▶ To do
Copy the records below line for line, changing nothing.
══ The data
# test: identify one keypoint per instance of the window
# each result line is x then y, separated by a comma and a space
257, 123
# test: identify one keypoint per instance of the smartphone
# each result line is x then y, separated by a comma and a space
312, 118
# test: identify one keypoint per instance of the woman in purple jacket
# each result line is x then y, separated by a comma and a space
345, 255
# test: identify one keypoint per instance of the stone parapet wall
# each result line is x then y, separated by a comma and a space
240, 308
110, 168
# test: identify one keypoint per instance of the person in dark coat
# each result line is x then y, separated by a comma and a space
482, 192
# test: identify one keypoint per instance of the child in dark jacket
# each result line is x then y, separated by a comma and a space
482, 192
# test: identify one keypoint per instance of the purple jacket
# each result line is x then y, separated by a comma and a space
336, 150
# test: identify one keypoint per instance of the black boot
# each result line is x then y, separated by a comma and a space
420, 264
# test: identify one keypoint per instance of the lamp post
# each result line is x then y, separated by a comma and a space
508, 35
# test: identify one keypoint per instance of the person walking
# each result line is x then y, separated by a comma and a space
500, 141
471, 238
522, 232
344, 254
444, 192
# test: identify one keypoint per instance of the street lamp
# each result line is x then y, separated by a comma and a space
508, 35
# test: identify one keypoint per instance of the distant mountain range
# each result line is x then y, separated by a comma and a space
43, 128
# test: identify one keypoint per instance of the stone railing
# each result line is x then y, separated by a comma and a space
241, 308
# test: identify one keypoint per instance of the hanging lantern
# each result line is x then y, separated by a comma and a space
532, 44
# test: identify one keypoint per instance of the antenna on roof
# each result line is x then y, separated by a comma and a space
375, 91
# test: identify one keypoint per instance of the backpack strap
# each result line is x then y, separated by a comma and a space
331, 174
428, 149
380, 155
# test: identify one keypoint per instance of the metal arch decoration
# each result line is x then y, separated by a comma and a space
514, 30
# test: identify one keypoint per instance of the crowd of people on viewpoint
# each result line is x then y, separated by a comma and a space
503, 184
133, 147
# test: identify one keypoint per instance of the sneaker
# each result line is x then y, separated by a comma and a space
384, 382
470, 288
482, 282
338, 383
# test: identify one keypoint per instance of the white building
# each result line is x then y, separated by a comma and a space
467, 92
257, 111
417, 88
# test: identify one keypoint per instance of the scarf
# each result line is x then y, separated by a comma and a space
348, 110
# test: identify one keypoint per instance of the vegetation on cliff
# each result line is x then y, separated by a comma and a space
════
▶ Solution to this task
# test: identify one keypoint per instance of the window
# each result line is x then y, separated by a comma and a space
257, 123
# test: identify one keypoint per instance of the smartphone
# each result line is x then y, separated by a comma and a space
312, 118
# test: identify one keypoint per instance of the woman in purple jacket
# each result line is x then y, separated by a comma and a space
345, 255
# test: identify one keypoint per instance of the stone parapet wall
# each result line is x then y, separated by a comma and a space
240, 308
110, 168
# test: identify one keypoint per instance of the person in dark coat
# each result line is x then y, separated by a comma and a space
482, 192
# test: identify one keypoint per instance of the child in dark jacket
# each result line is x then y, separated by a comma and a space
482, 192
# test: identify one keypoint per instance of the purple jacket
# each result line is x then y, separated by a comma and a space
336, 150
# test: identify one keypoint per instance of the black boot
# each result line is x then y, separated by a comma and a space
420, 264
# test: identify one keypoint per instance of the lamp post
# each result line is x then y, separated by a comma and a space
508, 35
# test: identify one keypoint per instance of the person walking
# each result line is x then y, separated by a comma and a space
500, 141
471, 238
522, 232
344, 254
444, 192
# test: identify one keypoint per instance of the street lamp
# each result line is x then y, separated by a comma and a space
508, 35
# test: identify one keypoint per instance of the distant mountain range
# each result line is x then y, separated by a comma and a space
43, 128
# test: identify one keypoint per instance of the stone railing
# each result line is x then y, separated by a comma and a space
241, 308
# test: identify one keypoint per instance of the hanging lantern
# each result line is x then y, separated by a comma and a space
532, 44
# test: identify one keypoint per instance of the antenna on roof
# each result line is x then y, separated by a comma and a space
375, 91
# test: identify one keypoint per instance of the backpack strap
# each result line is x then y, separated by a comma and a space
331, 174
428, 149
380, 155
# test: identify one keypoint per instance of the metal arch decoration
# each result line is x then y, separated by a comma and a space
514, 30
# test: identify one keypoint per instance of the crowd of people on viewpoint
# each result line is x then y, separated by a comma and a space
503, 184
133, 147
# test: identify one keypoint per instance of the sneaker
# each result line is x then y, separated by a comma and a space
384, 382
470, 288
482, 282
338, 383
# test: identify one keypoint per instance of the white building
# each result line is x then y, separated by a comma and a space
467, 92
257, 111
417, 88
# test: identify one keypoint per instance of the scarf
# each result line is x then y, separated by a comma and a space
348, 110
# test: identify one keypoint per instance of the vegetation on cliff
# each result line is x then y, separated by a comma and a space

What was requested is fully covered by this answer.